• _Extrait choisi_:
• • • • • • •

Vendredi 8 juin. Vincent Bolloré, manifestement agacé, réunit les principaux responsables d'Havas. Objet de la réunion: la réorganisation du groupe en France (environ 20% de l'activité). Confiée à Yannick Bolloré et Stéphane Fouks, vice-présidents d'Havas, depuis la démission surprise en avril dernier de Laurent Habib de la direction générale d'Havas France et de la présidence d'Euro RSCG C&O, la réflexion sur le sujet s'éternise. Un peu trop au goût de l'industriel. Au diable donc les réticences des uns et la prudence des autres, le président d'Havas dicte cette fois bien plus que de grandes lignes à suivre mais un projet déjà bien avancé. En voici le contenu.
A première vue, on est loin du «grand soir». Point de bing bang publicitaire ou de rapprochements à marche forcée comme le groupe et tant d'autres dans ce secteur en ont l'habitude. Non, Vincent Bolloré semble plutôt privilégier une organisation de transition. Loin de l'ambition initiale, en tout cas de celle que le marché pouvait lui prêter. Mais l'idée reste la même: construire aux côtés de BETC, l'agence phare du groupe en cours d'autonomisation, une nouvelle enseigne forte sous la marque Havas. Le projet n'est pas nouveau. Nombre de d'hypothèses ont été étudiées ces derniers mois afin d'accroître les synergies entre ses nombreuses agences. C'est d'ailleurs parce qu'il estimait ne pas avoir suffisamment les mains libres pour mener à bien son propre projet en la matière que Laurent Habib a quitté le groupe.

• • • • • • •

• _Travail demandé_:
**1.** Pouvez-vous résumer en deux phrases l'extrait sur la réorganisation d'Havas ?
**2.** Pouvez-vous recopier à l'identique, dans l'extrait sur la réorganisation d'Havas, le passage allant de « Vendredi 8 juin. » jusqu'à « voici le contenu. » ?
Ne vous appuyez que sur l'extrait.

• • • • • • •

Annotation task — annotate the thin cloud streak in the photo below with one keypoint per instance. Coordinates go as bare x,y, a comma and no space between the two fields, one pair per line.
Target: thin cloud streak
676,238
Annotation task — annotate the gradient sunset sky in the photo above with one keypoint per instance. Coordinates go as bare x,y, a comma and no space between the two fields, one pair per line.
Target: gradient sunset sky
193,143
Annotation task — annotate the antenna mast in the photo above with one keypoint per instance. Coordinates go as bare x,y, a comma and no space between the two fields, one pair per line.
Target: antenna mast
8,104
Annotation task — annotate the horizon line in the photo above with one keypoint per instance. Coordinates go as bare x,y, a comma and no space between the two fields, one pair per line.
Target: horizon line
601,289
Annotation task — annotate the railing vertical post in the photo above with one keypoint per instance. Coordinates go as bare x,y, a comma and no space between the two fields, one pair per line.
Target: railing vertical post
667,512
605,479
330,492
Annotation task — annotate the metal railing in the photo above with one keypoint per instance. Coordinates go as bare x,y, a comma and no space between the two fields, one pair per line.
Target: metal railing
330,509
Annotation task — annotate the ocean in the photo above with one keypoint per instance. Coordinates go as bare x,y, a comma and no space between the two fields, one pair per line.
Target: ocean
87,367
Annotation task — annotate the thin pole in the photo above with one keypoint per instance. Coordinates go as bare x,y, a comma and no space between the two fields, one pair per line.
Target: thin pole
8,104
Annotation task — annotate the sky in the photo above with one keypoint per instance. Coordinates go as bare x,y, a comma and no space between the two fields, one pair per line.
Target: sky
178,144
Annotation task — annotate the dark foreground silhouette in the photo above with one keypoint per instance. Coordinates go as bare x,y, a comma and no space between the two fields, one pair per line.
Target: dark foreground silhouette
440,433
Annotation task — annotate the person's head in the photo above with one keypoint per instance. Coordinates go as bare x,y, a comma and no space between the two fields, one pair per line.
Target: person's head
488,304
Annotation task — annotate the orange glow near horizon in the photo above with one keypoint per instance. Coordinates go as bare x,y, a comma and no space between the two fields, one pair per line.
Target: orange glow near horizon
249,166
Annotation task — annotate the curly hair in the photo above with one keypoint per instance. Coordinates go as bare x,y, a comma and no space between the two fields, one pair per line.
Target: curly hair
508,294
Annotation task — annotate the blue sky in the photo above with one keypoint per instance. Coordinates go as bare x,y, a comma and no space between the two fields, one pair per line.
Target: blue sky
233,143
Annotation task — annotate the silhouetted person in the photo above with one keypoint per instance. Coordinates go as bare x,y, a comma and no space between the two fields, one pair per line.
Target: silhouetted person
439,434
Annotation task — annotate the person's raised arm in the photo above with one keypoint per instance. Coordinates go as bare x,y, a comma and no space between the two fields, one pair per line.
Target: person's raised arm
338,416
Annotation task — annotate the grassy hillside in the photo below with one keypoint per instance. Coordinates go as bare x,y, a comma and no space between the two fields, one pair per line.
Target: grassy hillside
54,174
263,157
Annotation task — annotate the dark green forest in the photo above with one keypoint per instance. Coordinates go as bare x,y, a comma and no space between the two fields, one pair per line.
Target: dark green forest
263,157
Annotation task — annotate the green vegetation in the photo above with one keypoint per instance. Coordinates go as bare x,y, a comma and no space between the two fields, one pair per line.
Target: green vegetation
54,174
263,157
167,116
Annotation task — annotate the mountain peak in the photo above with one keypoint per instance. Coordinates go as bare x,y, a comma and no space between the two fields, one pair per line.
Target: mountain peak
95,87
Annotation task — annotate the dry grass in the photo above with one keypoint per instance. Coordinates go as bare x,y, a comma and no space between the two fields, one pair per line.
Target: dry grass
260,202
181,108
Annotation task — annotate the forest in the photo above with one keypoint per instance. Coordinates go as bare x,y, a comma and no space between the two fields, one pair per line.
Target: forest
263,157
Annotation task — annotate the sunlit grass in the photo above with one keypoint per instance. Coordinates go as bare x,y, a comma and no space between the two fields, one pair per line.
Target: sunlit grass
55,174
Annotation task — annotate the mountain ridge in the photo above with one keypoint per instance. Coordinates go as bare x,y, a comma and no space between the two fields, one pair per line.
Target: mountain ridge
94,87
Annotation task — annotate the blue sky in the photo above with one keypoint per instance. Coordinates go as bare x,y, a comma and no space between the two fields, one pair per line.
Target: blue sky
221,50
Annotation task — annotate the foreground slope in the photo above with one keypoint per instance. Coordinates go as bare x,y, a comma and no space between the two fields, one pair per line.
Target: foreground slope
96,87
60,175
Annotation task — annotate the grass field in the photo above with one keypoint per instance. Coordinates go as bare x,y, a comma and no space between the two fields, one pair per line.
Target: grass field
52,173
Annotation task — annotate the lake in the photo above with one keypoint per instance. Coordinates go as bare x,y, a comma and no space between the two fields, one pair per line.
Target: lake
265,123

• • • • • • •

• _Réponses finales_:
**1.** Le vendredi 8 juin, Vincent Bolloré, manifestement agacé qu'une réflexion confiée à Yannick Bolloré et Stéphane Fouks s'éternise, a réuni les principaux responsables d'Havas pour leur dicter un projet déjà bien avancé de réorganisation du groupe en France. Loin d'un bouleversement, il semble privilégier une organisation de transition, l'idée restant de construire aux côtés de BETC une nouvelle enseigne forte sous la marque Havas.

**2.**
Vendredi 8 juin. Vincent Bolloré, manifestement agacé, réunit les principaux responsables d'Havas. Objet de la réunion: la réorganisation du groupe en France (environ 20% de l'activité). Confiée à Yannick Bolloré et Stéphane Fouks, vice-présidents d'Havas, depuis la démission surprise en avril dernier de Laurent Habib de la direction générale d'Havas France et de la présidence d'Euro RSCG C&O, la réflexion sur le sujet s'éternise. Un peu trop au goût de l'industriel. Au diable donc les réticences des uns et la prudence des autres, le président d'Havas dicte cette fois bien plus que de grandes lignes à suivre mais un projet déjà bien avancé. En voici le contenu.